--- PAGE EXCERPT ---
[Dbix-class] Finding by primary key and might_have

Zbigniew Lukasiak zzbbyy at gmail.com
Fri Feb 20 08:41:31 GMT 2009


On Fri, Feb 20, 2009 at 9:23 AM, Peter Rabbitson <rabbit+dbic at rabbit.us> wrote:
> Zbigniew Lukasiak wrote:
>> One more thing - this test fails:
>>
>> ok( $schema->resultset('CD')->find( {
>>             cdid => 1,
>>             liner_notes => {
>>                 'notes' => 'test note changed'
>>             },
>>         },
>>         { key => 'primary' }
>>     ),
>>     'CD found'
>> );
>>
>> The liner_notes are linked to the CD by the CD's primary key (as a
>> might_have relationship) - so this specifies the key in two
>> conflicting ways - one by explicite parameter and one inferred from
>> the relationship.  The effect is this SQL:
>>
>> SELECT me.cdid, me.artist, me.title, me.year, me.genreid,
>> me.single_track FROM cd me WHERE ( me.cdid IS NULL )

--- WORK REQUIRED ---
How would you translate the sentence "The effect is this SQL:" from the Dbix-class mailing list post into Spanish? These lines are separate material and are unrelated to the mailing list post.

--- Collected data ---
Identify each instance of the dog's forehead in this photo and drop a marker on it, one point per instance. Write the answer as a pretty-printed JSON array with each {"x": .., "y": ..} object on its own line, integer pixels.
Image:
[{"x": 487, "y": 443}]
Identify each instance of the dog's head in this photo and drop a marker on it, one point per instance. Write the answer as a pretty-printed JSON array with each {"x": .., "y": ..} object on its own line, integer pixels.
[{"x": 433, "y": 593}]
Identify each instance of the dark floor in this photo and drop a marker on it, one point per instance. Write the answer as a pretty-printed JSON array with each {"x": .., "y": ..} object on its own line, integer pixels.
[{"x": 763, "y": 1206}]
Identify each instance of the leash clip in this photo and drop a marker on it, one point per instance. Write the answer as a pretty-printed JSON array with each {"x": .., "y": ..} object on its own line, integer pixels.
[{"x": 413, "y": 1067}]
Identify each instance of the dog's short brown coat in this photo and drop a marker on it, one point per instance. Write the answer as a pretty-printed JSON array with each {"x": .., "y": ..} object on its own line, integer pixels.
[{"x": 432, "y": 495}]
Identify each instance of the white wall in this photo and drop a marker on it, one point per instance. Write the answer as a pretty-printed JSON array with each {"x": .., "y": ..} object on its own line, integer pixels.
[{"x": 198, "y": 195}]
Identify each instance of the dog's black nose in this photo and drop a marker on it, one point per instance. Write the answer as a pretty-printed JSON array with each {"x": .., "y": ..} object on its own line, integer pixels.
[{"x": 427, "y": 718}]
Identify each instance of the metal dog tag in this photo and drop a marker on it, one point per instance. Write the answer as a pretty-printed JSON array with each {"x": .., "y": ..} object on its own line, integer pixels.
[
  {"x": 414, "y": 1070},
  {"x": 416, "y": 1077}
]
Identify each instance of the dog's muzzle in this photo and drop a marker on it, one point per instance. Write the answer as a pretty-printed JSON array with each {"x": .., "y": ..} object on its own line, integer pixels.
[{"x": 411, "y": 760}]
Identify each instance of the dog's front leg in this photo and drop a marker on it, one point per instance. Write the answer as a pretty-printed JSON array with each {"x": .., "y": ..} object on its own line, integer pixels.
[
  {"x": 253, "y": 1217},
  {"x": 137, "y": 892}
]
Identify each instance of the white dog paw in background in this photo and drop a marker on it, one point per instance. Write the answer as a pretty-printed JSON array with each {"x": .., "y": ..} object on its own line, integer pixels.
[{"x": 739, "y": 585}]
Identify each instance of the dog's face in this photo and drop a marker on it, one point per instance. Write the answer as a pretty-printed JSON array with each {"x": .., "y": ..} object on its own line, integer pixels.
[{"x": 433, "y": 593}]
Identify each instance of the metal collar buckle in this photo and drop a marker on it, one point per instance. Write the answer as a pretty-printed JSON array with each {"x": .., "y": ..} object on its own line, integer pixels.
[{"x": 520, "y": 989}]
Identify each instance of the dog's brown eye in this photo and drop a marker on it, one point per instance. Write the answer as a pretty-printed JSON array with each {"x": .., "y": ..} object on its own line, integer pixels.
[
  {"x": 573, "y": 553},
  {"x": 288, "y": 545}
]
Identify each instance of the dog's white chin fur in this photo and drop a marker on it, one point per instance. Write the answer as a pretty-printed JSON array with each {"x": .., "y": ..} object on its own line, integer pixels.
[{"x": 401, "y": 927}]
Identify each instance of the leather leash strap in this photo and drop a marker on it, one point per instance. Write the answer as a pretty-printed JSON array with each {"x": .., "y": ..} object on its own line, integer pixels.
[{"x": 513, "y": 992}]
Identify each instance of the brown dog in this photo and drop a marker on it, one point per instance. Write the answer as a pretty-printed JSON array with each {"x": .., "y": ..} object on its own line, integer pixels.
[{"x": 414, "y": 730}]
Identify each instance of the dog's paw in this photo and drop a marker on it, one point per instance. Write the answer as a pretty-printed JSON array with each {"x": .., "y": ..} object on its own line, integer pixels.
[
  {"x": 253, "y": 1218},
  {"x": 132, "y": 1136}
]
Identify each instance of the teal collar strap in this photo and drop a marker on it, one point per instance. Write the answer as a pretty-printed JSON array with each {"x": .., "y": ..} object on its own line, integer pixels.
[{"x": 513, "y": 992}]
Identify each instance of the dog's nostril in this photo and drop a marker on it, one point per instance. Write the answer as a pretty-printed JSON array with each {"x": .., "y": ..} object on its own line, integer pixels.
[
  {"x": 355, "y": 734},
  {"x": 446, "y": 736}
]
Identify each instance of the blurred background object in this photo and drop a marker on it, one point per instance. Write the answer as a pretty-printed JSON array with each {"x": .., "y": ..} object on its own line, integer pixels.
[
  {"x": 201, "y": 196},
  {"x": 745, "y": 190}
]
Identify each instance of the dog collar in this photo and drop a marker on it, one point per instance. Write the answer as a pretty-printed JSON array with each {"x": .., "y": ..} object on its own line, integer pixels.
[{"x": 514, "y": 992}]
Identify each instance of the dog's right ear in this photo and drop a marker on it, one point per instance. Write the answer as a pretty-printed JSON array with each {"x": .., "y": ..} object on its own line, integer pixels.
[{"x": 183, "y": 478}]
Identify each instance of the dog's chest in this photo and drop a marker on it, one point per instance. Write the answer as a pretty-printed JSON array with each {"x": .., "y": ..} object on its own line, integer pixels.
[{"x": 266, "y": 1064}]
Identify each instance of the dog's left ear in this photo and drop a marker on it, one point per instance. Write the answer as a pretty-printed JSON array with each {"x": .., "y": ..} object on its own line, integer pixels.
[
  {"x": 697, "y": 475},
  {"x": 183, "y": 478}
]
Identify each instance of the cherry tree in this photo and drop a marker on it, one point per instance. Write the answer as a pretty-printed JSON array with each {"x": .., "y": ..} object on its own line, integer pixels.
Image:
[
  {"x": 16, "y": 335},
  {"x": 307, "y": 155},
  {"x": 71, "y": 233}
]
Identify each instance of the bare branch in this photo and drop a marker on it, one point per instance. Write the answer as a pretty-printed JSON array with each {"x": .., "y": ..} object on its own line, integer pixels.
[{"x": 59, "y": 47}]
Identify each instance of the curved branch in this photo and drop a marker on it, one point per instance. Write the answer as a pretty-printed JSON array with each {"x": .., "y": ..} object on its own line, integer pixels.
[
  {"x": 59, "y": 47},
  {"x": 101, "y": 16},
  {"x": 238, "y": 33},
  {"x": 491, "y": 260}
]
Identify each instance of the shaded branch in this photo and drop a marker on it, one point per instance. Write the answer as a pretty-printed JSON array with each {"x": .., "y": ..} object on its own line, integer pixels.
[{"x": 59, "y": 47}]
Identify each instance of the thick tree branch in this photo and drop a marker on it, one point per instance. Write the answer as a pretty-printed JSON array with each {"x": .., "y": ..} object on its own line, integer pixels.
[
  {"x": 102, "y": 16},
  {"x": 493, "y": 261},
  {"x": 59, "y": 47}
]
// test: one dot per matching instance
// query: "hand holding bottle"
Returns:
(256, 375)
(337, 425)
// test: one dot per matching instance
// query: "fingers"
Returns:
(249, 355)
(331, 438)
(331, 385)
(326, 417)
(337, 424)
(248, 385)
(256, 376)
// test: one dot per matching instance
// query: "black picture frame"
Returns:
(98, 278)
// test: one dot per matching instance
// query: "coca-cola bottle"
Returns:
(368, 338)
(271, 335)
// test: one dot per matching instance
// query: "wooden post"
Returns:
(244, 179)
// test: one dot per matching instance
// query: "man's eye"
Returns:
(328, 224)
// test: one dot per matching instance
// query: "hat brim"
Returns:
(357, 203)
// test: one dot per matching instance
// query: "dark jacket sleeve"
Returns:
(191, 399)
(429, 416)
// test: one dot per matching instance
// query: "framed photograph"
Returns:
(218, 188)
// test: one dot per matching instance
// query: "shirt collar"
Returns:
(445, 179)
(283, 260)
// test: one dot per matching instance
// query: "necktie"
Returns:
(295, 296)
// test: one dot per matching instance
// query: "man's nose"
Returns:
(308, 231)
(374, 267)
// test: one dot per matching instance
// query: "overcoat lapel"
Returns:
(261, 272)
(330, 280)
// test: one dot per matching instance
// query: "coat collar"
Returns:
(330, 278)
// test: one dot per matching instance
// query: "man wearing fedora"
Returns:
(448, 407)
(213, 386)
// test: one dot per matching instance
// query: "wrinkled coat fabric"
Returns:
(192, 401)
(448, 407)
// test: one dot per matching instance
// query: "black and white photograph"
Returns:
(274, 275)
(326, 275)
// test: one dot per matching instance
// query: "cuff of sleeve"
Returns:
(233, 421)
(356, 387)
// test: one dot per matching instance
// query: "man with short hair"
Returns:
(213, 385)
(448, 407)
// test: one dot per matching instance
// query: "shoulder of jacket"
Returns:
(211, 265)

--- THE ANSWER ---
El efecto es este SQL: